>> START
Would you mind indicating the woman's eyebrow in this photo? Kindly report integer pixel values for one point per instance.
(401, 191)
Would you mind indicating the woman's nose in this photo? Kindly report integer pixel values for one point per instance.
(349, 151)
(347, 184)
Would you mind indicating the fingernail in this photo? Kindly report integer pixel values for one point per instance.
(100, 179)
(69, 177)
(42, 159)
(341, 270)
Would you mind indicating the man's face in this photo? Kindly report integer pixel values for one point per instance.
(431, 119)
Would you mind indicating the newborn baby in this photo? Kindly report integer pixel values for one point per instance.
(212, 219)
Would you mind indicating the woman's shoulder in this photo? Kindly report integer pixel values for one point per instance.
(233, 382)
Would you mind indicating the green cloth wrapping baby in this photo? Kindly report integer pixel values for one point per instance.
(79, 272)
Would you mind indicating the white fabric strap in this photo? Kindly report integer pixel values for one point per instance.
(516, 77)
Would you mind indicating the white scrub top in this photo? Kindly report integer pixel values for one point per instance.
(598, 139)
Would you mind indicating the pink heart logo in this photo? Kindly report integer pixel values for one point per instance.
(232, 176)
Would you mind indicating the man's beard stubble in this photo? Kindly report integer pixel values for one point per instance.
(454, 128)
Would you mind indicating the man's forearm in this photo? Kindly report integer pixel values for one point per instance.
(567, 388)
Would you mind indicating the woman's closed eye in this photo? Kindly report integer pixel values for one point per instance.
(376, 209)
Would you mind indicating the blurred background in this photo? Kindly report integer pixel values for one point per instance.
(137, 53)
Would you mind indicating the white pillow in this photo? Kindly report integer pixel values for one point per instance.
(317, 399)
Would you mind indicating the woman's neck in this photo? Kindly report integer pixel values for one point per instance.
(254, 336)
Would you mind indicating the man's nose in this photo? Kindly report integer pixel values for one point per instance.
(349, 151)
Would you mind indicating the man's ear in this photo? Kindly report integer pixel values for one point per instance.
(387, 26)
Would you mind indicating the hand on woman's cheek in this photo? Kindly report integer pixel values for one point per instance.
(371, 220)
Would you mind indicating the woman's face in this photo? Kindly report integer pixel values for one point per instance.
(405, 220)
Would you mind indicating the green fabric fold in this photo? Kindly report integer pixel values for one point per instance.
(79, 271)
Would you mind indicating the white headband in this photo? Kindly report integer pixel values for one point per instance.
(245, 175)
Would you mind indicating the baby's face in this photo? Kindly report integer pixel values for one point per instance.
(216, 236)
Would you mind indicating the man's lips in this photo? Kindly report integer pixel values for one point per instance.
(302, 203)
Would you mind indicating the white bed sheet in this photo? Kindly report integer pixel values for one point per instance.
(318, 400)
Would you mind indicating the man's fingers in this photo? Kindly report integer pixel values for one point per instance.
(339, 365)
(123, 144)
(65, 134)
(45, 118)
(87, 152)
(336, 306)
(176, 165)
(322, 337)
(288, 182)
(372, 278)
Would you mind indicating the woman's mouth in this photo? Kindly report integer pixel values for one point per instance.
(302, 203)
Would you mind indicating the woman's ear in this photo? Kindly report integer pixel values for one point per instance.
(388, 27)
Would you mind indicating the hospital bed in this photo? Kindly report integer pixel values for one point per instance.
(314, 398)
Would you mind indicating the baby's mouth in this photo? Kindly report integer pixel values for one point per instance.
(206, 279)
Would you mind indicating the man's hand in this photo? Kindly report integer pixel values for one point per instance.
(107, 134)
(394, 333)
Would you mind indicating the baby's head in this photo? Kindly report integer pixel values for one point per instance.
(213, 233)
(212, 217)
>> END
= Problem requirements =
Could you repeat every line of the data above, word for word?

= Complete response =
Would you mind indicating the woman's eyebrow in this photo? Kindly report integer pixel values for one point per instance.
(401, 191)
Would you mind indicating the woman's nose in this photo? Kindly report integer pixel values for one point per instance.
(349, 151)
(347, 184)
Would you mind indicating the fingernail in this photo? Kindly report integer pixel values for one point per instance.
(100, 179)
(69, 177)
(42, 159)
(341, 270)
Would you mind indicating the man's face in this photo? Kindly report integer pixel values for one point per instance.
(431, 119)
Would you mind indicating the newborn baby in this photo? Kindly report integer pixel values for one point per instance.
(212, 219)
Would you mind indicating the woman's shoulder in this photo? Kindly report integer pixel values for one point per instance.
(233, 382)
Would you mind indicating the green cloth wrapping baby in this photo? Kindly report integer pixel values for one point per instance.
(79, 272)
Would you mind indicating the white fabric strap in this photo? Kindly report integer pixel values for one point per instance.
(516, 77)
Would you mind indicating the white scrub top in this photo? Kindly report integer pixel values for one point per instance.
(598, 139)
Would you mind indicating the pink heart logo in this photo? Kindly report integer pixel values for one point per instance.
(232, 176)
Would you mind indicating the man's beard stubble in this photo? Kindly report integer pixel values for one point per instance.
(454, 128)
Would you mind indicating the man's forearm in this photo? Kindly report integer pixel values for one point per instance.
(567, 388)
Would you mind indicating the woman's closed eye in this photo? Kindly report integer pixel values for one point per instance.
(376, 209)
Would you mind indicating the blurred background in this photo? Kindly report integer pixel values for one point per instance.
(137, 53)
Would you mind indicating the white pillow in this photo? Kindly report integer pixel values for one point per instance.
(317, 399)
Would you mind indicating the woman's neck in this photo? Kindly report integer pixel values for one point per instance.
(254, 336)
Would you mind indicating the man's nose in this photo? Kindly report integer pixel values for one point per instance.
(349, 151)
Would you mind indicating the man's ear in this photo? Kindly report integer pixel values for one point per instance.
(387, 26)
Would you mind indicating the hand on woman's cheek in this photo? Kindly report integer pixel values for one point per instance.
(371, 220)
Would you mind indicating the woman's face in this photo? Kindly report integer pixel values for one point per instance.
(405, 220)
Would you mind indicating the green fabric fold in this photo? Kindly report integer pixel values for one point per instance.
(79, 271)
Would you mind indicating the white headband in this photo? Kindly report integer pixel values for one point per instance.
(245, 175)
Would you mind indicating the baby's face in this photo? Kindly report integer pixel values for one point per instance.
(216, 236)
Would you mind indicating the man's lips in this photo? Kindly report integer pixel values for one point per instance.
(302, 203)
Would you mind indicating the white bed sheet in this photo? Kindly report integer pixel values for one point per instance.
(318, 400)
Would you mind indicating the man's fingers in this photo? Kindly report integer pixel values for one point per instance.
(339, 365)
(123, 144)
(65, 134)
(45, 118)
(87, 152)
(336, 306)
(176, 165)
(322, 337)
(288, 182)
(372, 278)
Would you mind indicating the woman's mouth in this photo? Kindly report integer pixel values for one point per instance.
(302, 203)
Would you mind indicating the woman's ear in this photo? Kindly report integer pixel values for one point per instance.
(388, 27)
Would you mind indicating the hospital bed in this photo? Kindly report integer pixel values for one point per instance.
(314, 398)
Would you mind indicating the baby's mouth in this photo? Kindly report integer pixel values for one point per instance.
(206, 279)
Would you mind indicating the man's hand in this photo? Kindly report integer pixel values for one point per instance.
(107, 134)
(394, 333)
Would you mind indicating the baby's head in this photo? Kindly report integer pixel values for one point per instance.
(213, 233)
(212, 217)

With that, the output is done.